(Dataset excerpts):
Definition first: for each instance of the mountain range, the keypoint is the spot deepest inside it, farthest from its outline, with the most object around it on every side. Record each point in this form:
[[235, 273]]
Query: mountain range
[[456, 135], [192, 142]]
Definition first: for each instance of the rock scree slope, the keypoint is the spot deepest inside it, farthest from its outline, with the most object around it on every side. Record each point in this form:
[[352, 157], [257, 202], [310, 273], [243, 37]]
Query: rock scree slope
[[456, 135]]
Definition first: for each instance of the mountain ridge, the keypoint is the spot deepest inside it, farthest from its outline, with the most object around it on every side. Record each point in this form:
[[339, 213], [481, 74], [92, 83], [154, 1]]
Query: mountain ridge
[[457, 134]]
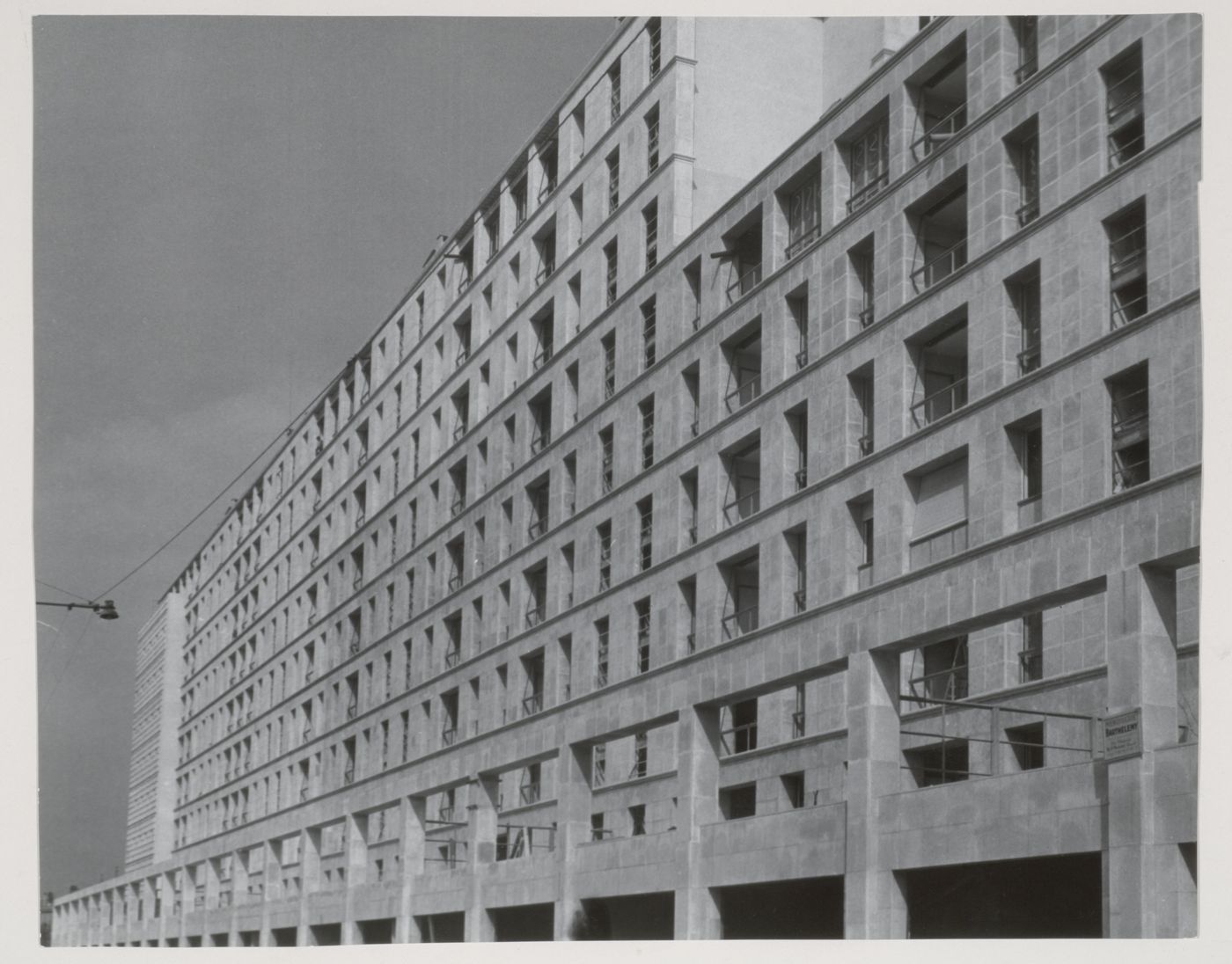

(Requirement): Write out the lines above again with "boundary" substituted for each occurrence of "outline", keeping everything else the same. Leave the pictures out of your answer.

(Answer to this exercise):
Definition first: for each instance of the mountain range, the keypoint is the spot deepest inside it, farthest from its boundary, with the most object around it on every side. Record each point in this form:
[[235, 273]]
Query: mountain range
[[456, 135], [192, 142]]
Definition first: for each instance of the rock scree slope, the keypoint is the spot deepest inside it, farthest from its boundary, with the most object around it on every side. Record each point in this form:
[[352, 157], [257, 202], [310, 273], [243, 37]]
Query: rock scree slope
[[456, 135]]
Definition first: for each instance of the mountain ridge, the keypoint is the spot deepest inside it, farthest from its boundary, with the most object around it on every side. Record each point in this form:
[[339, 213], [481, 74], [92, 83], [154, 1]]
Query: mountain ridge
[[457, 134]]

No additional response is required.